--- Text for analysis ---
Ebola Outbreak Strains Sequenced

Ninety-nine publicly available genomes could help researchers working to develop diagnostics, vaccines, and therapies. 

Aug 28, 2014
Tracy Vence

Augustine Goba of Kenema Government Hospital diagnosed the first case of Ebola in Sierra Leone.STEPHEN GIRE

An international team led by investigators at Harvard University has sequenced 99 Ebola virus genomes isolated from the blood of 78 patients in Sierra Leone—one of four countries at the center of the largest-ever Ebola outbreak. Within these sequences, which were each made public within a matter of days post-assembly, the researchers found evidence of the rapid accumulation of mutations affecting biologically meaningful targets, which could have implications for the development of diagnostics, vaccines, and therapies. The team’s analysis of all 99 genomes was published today (August 28) in Science.

“This analysis will provide the backbone for tracking the virus as it spreads, and to see if future outbreaks outside of these countries are connected both epidemiologically and genetically,” emerging infectious diseases researcher Matthew Frieman from the University of Maryland School of Medicine who was not involved in the work told The Scientist in an e-mail. “The ability to deep sequence virus samples rapidly, inexpensively, and safely has opened up a window in to genomic surveillance that did not exist before.”

Harvard’s Pardis Sabeti and her colleagues have been working to detect signs of natural selection in the Ebola virus genome for the last five years. With the help of collaborators from Tulane University Medical Center, other US institutions, and hospitals in Sierra Leone and Nigeria, Sabeti’s team had already established biosecurity level-4 diagnostic testing infrastructure in West Africa before the first signs of an Ebola outbreak emerged in Guinea this February. In March, study coauthors Stephen Gire and Kristian Andersen traveled to Sierra Leone and, along with coauthor Augustine Goba from the country’s Kenema Government Hospital, began testing patients for Ebola.
--- Supplied records ---
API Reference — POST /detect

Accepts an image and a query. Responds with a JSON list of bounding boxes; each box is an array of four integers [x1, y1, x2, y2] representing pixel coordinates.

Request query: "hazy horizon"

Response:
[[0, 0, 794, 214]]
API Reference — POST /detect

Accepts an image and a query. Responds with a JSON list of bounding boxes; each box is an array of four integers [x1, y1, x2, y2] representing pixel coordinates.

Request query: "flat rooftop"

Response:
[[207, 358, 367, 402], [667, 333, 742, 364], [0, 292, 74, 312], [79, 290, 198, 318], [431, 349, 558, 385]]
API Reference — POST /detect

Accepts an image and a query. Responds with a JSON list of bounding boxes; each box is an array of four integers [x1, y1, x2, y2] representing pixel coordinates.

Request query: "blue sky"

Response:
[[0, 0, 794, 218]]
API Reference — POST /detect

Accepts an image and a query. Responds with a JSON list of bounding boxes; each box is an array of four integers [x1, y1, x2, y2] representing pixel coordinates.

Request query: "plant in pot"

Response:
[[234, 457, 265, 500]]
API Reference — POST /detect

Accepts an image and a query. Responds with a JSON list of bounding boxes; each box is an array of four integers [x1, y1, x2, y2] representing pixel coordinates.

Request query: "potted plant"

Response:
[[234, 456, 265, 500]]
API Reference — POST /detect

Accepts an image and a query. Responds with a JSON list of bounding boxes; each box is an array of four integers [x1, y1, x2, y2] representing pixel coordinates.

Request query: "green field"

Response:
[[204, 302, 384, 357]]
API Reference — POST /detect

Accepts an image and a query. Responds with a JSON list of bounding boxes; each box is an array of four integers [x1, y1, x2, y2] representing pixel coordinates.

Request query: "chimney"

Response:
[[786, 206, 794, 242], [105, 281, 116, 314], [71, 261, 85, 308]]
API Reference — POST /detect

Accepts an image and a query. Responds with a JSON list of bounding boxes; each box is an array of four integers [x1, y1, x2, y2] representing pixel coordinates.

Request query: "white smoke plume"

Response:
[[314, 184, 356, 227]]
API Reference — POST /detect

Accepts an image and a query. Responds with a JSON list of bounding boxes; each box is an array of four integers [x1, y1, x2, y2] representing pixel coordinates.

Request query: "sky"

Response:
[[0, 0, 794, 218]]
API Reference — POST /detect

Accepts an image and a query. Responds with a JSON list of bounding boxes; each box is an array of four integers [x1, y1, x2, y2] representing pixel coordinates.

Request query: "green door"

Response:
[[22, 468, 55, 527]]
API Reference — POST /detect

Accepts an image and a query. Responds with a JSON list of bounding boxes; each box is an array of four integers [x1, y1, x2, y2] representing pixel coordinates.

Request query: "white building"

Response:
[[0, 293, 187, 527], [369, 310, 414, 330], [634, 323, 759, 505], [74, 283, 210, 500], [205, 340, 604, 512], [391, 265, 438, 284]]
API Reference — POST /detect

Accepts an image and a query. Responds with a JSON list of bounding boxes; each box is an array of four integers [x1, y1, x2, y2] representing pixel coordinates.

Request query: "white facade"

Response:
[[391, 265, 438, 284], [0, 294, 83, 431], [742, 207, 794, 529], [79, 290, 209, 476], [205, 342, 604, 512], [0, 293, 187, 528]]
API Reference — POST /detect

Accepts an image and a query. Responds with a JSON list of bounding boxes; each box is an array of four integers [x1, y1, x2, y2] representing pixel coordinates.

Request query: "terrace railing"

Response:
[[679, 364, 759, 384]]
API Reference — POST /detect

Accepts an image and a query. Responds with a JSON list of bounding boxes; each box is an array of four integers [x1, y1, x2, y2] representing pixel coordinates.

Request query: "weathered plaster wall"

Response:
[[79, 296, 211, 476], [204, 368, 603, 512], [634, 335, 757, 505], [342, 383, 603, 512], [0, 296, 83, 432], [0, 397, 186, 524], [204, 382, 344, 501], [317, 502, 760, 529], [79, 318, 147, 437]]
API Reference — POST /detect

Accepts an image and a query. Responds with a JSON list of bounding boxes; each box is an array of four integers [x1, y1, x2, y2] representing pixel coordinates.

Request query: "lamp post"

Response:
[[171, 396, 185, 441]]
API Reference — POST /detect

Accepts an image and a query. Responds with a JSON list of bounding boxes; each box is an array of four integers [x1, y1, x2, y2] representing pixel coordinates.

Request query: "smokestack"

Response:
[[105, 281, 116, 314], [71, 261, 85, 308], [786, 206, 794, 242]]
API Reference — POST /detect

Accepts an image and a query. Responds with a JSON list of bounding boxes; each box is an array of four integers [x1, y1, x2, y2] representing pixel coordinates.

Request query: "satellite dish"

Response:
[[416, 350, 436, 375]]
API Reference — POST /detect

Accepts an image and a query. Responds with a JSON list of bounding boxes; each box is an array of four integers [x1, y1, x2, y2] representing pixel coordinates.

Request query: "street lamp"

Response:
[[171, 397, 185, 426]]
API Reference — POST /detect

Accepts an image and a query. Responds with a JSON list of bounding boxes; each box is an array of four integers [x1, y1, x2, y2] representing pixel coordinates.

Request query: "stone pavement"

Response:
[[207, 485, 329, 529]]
---
(Questions on the material):
(a) Answer these questions using the article on Ebola genome sequencing:
(i) From how many patients were the 99 Ebola virus genomes isolated?
(ii) In which journal was the team's analysis published?
(iii) Which hospital is Augustine Goba from?
(b) Extend the article on Ebola genome sequencing, starting after its final sentence.

(Results for each task):
(a)
(i) 78 patients
(ii) Science
(iii) Kenema Government Hospital

(b)
“In May, they had our first positive case,” said Sabeti. “When that happened, we moved very quickly.”

Once cleared by the Sierra Leonean health ministry, Gire, Andersen, Goba, and their colleagues began shipping patient samples to the Broad Institute in Cambridge, Massachusetts, where Sabeti is a senior associate member. The Broad team sequenced each sample six times at about 2,000x coverage.

“This dataset allowed the authors to provide a detailed and unprecedented account of the evolution and spread of Ebola virus within Sierra Leone during a portion of the ongoing epidemic,” Jason Ladner from the US Army Medical Research Institute of Infectious Diseases in Fort Detrick, Maryland, wrote in an e-mail to The Scientist. “In particular, these sequences have provided the first look into how the virus has been changing since the start of the outbreak. Such genetic changes are important to account for in the design and testing of medical countermeasures.”

Shortly after completing the sequencing work, Sabeti and her colleagues made the results publicly available online, and almost immediately they began receiving calls from researchers working to develop diagnostics, vaccines, and therapies. “We wanted as many eyes looking at the data as quickly as possible,” said Sabeti. “Already we’ve seen that the virus has mutated away from currently used diagnostics, [which] is likely to have some effect on the sensitivity of those assays.”

Specifically, the team’s analysis suggested that the Ebola virus strain circulating in West Africa diverged from Middle African lineages around 2004, and has since shown sustained human-to-human transmission. While the researchers were unable to pinpoint the original animal source of the virus, they did not find any evidence of additional zoonotic sources in the outbreak strains.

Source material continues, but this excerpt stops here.